**** DOCUMENT TEXT
Class Families

Our translation of data families in combination with the desugaring of classes into data types suggest the idea of indexed class families, which turns out to be rather useful for generalising class APIs for commonly used data structures.

An example

As a motivating example take the following problem from John Hughes' Restricted Data Types. Suppose we want to implement a set API as a type class. Then, we find that the signature

insert :: Set s => a -> s a -> s a

is too general. We need additional type constraints whose exact form depends on the type constructor we use to construct the sets; i.e., it varies on an instance by instance basis. For lists, we just need Eq, but for sets as finite maps, we need Ord.

With indexed class families, we can define a set class as follows:

class Set s where
  class C s a
  empty  :: s a
  insert :: C s a => a -> s a -> s a

Here, the associated class C of Set is indexed by the class parameter s.

In instances for sets as lists

instance Set [] where
  class Eq a => C [] a
  empty = []
  insert x s | x `elem` s = s
             | otherwise  = x:s

instance Eq a => C [] a                   -- Tiresome instance

and sets as finite maps

newtype MapSet a = MapSet (Data.Map.Map a ())
instance Set MapSet where
  class Ord a => C MapSet a
  empty = Data.Map.empty
  insert x s = Data.Map.insert x () s

instance Ord a => C MapSet a               -- Tiresome instance

we instantiate C differently for different type indexes.

The class-family instances have no members in this case, but use existing classes as a superclass to supply insert with the equality and ordering methods, respectively. As we want to use these superclasses for sets of any element type of which we have an instance of the superclasses, we need a catch-all instance for each class instance (the "tiresome instances" avove). That is somewhat ugly especially, as it requires the use of -fallow-undecidable-instances. Furthermore, if the class has no signatures, there is no other useful instance we could possibly give.

SLPJ note: I wonder whether it is ever useful to have a class instance with signatures? Suppose we only allowed the signature-free form? That would simplify the explanation in many ways (e.g. no need to say whether class instances can themselves have assoicated types!), and loses no expressive power. I don't think it loses much convenience either.

The language extension

We define class families as

class family C a1 .. an

and class-family instances as

class instance ctxt => C t1 .. tn where { sigs }

where I'd propose to not allow functional dependencies to keep matters simpler.

Class instances of class-family instances take the normal form. The only additional constraint is that the class parameters are type instances of the class-family instance types. That is, if we have

instance ctxt' => C s1 .. sn where { .. }

then we need to have that each si is a type instance of ti for this to be a class instance of the class-family instance C t1 .. tn.

As with data families, the class families can be associated with a class by declaring them in the class. In this case, we omit the keywords family and instance in the family and instance declarations, respectively. Moreover, all type indexes of an associated class need to be class parameters of the parent class.
********
**** DATASET CONTENT
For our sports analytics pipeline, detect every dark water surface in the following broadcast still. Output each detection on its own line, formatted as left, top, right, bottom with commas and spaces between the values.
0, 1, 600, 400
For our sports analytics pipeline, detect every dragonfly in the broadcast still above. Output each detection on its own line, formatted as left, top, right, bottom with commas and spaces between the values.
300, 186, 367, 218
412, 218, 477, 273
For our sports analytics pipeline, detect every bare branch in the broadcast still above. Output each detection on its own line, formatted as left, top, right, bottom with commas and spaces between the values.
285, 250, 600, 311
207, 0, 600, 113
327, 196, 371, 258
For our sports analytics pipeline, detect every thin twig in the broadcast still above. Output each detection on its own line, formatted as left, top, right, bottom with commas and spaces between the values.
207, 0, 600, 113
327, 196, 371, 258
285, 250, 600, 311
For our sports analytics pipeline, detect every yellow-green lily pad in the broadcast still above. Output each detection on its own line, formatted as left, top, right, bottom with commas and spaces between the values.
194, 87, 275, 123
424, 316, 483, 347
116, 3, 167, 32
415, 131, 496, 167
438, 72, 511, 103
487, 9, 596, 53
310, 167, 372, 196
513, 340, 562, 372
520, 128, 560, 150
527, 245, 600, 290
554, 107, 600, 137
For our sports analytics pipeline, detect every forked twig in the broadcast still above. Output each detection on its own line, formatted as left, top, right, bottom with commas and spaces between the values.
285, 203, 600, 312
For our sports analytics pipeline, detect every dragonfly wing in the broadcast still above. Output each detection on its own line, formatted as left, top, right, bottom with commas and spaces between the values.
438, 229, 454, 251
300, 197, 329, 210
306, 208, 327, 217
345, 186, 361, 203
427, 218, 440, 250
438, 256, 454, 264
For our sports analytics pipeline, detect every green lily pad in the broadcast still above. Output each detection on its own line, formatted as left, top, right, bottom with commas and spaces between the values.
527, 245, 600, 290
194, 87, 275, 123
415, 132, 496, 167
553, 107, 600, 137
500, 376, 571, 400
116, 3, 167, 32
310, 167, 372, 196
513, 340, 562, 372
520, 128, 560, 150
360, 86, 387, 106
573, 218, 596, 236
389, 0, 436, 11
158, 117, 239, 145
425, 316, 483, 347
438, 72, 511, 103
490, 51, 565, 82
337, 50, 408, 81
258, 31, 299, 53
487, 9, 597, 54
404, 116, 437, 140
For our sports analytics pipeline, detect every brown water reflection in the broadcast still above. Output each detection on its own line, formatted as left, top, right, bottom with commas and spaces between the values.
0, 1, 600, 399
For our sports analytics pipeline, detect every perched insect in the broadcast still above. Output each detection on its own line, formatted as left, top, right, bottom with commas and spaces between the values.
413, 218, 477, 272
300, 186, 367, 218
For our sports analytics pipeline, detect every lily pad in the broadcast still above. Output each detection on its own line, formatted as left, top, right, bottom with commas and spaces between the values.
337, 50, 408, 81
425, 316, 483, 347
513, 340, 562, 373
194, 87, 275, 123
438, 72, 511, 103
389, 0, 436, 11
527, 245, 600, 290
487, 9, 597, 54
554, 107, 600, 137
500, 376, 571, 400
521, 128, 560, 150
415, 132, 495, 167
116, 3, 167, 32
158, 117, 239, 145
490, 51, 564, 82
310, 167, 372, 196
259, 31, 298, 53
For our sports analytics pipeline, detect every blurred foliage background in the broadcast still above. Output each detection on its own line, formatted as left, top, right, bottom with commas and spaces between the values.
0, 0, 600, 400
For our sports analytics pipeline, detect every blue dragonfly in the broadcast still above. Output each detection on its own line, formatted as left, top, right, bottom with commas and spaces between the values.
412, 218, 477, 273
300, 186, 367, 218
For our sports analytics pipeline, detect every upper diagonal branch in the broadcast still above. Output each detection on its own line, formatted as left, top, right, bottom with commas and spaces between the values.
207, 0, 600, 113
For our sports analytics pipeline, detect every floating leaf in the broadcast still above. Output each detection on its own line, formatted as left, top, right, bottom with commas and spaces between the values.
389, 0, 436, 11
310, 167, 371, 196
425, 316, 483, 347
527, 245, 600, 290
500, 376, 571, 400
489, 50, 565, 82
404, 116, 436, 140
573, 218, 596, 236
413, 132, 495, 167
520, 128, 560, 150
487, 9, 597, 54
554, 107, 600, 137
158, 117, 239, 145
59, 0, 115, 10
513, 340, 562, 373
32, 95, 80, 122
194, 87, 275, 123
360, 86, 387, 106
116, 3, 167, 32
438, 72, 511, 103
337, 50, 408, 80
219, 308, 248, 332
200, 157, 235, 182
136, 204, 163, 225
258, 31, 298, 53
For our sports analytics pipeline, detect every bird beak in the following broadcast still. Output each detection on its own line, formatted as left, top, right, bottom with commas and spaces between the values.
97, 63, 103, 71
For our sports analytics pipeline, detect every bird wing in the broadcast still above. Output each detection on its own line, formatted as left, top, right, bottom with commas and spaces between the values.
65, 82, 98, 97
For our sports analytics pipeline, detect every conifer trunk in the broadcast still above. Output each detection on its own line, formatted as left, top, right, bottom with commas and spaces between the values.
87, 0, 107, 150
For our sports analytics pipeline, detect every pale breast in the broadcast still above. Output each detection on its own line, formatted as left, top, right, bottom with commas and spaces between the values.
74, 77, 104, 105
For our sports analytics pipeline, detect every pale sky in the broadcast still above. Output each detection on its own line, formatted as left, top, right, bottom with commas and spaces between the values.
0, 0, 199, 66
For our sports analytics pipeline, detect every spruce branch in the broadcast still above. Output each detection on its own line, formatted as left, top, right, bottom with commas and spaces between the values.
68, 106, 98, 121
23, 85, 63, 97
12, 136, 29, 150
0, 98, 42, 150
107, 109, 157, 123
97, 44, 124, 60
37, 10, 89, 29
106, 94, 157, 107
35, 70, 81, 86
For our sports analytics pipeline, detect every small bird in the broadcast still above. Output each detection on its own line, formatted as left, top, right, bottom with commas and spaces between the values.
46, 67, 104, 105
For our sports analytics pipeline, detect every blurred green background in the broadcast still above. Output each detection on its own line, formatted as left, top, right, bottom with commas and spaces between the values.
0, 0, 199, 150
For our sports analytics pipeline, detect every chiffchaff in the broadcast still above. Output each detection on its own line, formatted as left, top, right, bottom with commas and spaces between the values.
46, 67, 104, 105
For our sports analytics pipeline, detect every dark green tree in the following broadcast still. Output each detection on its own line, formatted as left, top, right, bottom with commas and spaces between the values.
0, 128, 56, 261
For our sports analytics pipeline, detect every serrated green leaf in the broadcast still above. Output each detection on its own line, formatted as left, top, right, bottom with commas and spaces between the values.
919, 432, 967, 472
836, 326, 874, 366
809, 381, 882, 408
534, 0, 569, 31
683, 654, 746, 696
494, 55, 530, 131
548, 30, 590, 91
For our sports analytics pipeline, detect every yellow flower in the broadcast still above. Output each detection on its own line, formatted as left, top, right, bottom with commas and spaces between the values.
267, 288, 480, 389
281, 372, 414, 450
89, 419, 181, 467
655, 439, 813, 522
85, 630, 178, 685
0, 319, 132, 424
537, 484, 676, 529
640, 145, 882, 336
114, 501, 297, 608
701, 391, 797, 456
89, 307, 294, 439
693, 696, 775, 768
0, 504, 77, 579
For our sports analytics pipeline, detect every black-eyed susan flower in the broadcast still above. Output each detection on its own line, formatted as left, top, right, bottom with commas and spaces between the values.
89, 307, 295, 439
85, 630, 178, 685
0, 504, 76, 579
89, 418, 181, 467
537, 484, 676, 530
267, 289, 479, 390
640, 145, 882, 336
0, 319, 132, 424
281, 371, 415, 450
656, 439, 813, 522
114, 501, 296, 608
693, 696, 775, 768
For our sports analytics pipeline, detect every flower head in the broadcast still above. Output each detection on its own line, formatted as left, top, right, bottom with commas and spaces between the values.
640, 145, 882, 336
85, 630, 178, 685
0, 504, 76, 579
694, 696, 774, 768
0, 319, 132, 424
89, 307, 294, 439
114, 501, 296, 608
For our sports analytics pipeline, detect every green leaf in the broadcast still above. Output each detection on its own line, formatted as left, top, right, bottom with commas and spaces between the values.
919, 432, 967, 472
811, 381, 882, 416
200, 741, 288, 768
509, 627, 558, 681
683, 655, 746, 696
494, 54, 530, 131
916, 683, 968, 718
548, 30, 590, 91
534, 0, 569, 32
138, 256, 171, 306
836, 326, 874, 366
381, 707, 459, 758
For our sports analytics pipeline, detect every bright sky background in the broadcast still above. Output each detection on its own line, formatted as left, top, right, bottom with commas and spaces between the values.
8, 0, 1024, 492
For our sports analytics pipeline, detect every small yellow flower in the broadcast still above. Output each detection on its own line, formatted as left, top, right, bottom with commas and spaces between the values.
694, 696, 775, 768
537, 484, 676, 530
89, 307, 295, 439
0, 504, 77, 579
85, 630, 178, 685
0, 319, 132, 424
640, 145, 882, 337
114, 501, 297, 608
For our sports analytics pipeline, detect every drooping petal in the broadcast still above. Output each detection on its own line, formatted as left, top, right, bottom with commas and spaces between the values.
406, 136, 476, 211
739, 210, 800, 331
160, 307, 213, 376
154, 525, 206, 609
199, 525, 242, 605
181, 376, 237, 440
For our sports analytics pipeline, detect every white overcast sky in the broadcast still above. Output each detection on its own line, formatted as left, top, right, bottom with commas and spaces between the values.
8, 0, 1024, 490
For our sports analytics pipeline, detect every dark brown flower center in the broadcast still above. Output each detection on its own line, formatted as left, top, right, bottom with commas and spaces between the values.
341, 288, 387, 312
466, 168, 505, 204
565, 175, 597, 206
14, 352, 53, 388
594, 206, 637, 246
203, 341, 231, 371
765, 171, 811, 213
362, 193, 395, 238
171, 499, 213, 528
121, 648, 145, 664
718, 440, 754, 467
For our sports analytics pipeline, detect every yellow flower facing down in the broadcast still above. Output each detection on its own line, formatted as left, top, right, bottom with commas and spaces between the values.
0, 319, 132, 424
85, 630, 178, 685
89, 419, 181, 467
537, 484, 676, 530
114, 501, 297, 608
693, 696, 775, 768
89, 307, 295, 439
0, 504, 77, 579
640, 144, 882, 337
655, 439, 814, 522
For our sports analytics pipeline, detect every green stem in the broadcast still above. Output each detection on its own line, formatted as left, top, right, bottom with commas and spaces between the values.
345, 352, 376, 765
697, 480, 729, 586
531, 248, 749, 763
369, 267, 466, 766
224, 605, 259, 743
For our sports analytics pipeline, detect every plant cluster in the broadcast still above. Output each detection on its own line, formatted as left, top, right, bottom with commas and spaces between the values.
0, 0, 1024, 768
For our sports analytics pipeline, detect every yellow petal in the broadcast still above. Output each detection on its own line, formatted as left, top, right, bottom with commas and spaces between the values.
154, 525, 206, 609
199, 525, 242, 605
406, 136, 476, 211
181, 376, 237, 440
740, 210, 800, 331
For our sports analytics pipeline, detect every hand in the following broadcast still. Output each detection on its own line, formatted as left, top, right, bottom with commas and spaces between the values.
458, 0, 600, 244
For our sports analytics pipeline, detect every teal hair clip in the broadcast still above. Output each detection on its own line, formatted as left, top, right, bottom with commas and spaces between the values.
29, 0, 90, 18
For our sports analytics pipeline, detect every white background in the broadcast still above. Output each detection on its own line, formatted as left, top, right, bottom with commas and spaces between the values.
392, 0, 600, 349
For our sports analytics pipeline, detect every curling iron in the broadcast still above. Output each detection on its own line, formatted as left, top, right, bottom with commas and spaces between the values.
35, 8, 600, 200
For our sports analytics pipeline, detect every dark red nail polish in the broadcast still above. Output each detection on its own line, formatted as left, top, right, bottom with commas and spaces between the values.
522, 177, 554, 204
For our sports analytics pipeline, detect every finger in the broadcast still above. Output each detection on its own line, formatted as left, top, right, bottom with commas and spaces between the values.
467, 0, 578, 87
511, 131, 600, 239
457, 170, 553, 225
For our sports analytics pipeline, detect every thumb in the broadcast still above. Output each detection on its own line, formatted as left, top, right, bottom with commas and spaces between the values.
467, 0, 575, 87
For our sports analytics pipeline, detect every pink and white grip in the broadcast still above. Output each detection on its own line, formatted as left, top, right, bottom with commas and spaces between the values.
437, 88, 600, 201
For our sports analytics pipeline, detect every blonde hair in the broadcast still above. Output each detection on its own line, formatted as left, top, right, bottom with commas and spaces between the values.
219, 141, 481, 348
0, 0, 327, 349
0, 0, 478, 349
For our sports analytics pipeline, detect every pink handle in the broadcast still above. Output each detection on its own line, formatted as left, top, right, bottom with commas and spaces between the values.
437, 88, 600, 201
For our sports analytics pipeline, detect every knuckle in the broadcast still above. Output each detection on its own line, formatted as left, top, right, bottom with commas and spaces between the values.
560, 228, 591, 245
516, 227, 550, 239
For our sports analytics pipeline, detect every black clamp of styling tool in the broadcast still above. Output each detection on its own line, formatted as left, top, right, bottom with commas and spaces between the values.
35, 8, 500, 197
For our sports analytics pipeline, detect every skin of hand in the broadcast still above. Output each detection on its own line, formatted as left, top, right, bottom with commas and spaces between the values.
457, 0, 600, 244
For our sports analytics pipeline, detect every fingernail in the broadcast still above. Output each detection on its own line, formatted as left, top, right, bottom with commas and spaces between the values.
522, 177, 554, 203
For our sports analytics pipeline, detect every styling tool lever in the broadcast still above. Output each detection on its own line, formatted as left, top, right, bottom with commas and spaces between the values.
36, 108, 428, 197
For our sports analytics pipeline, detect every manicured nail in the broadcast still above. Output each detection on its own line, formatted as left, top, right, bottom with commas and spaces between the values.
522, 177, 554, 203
********
(EXERCISE SET):
[A] Return, with no changes, the lines of the records starting with the line that contains "For our sports analytics pipeline, detect every blonde" and going on through the end of the records.
[B] Resume the text on indexed class families in Haskell from the point where it stops.
The text and the records have nothing to do with each other.

(EXPECTED OUTPUTS):
[A]
For our sports analytics pipeline, detect every blonde hair in the broadcast still above. Output each detection on its own line, formatted as left, top, right, bottom with commas and spaces between the values.
219, 141, 481, 348
0, 0, 327, 349
0, 0, 478, 349
For our sports analytics pipeline, detect every pink handle in the broadcast still above. Output each detection on its own line, formatted as left, top, right, bottom with commas and spaces between the values.
437, 88, 600, 201
For our sports analytics pipeline, detect every knuckle in the broadcast still above. Output each detection on its own line, formatted as left, top, right, bottom with commas and spaces between the values.
560, 228, 591, 245
516, 227, 550, 239
For our sports analytics pipeline, detect every black clamp of styling tool in the broadcast still above. Output each detection on its own line, formatted as left, top, right, bottom with commas and spaces between the values.
35, 8, 500, 197
For our sports analytics pipeline, detect every skin of hand in the broadcast still above. Output each detection on its own line, formatted as left, top, right, bottom with commas and spaces between the values.
457, 0, 600, 244
For our sports analytics pipeline, detect every fingernail in the broadcast still above. Output each detection on its own line, formatted as left, top, right, bottom with commas and spaces between the values.
522, 177, 554, 203
For our sports analytics pipeline, detect every styling tool lever in the broadcast still above. Output each detection on its own line, formatted as left, top, right, bottom with commas and spaces between the values.
36, 108, 428, 197
For our sports analytics pipeline, detect every manicured nail in the broadcast still above. Output each detection on its own line, formatted as left, top, right, bottom with commas and spaces between the values.
522, 177, 554, 203

[B]
  • Should an associated class be a (kind of) superclass of its parent. At least, we may want to add it implicitly to the signature of each method. Not sure about this, but Roman suggested it, too.
  • Do we allow associated types and classes(?!?) in class-family instances?

Further Examples

Indexed classes appear to be highly useful to achieve modularity for type-class based generic programming approaches. Here's a sketch of a "modular" extension of Hinze's "Generics for the masses" (GM) approach and Laemmel's and Peyton Jones' "Scrap your boilerplate" (SYB3) approach using indexed classes. We first explain why in the original GM approach we cannot override generic with specific (ad-hoc) behavior in a modular fashion. Then, we show how indexed classes come to the rescue. Finally, we consider the SYB3 approach.

Generics for the masses

The main idea behind the GM approach is to provide a uniform representation of data types in terms of unit, sum and product types. Generic functions are defined in terms of this uniform rather than the concrete structural representation of a data type. The programmer only needs to maintain a type isomorphism between the uniform and concrete representation. Thus, there is no need to extend the (now generic) definition of functions in case we include new data types.

Here is a (over-simplified) presentation of the GM approach We only consider the uniform representations "literals" and "plus".

data Lit = Lit Int
data Plus a b = Plus a b
class Generic g where
  lit :: g Lit
  plus :: g a -> g b -> g (Plus a b)

Below is a generic definition of some evaluation function.

newtype Ev a = Ev{eval' :: a -> Int}
instance Generic Ev where
  lit = Ev (\x -> case x of Lit i -> i)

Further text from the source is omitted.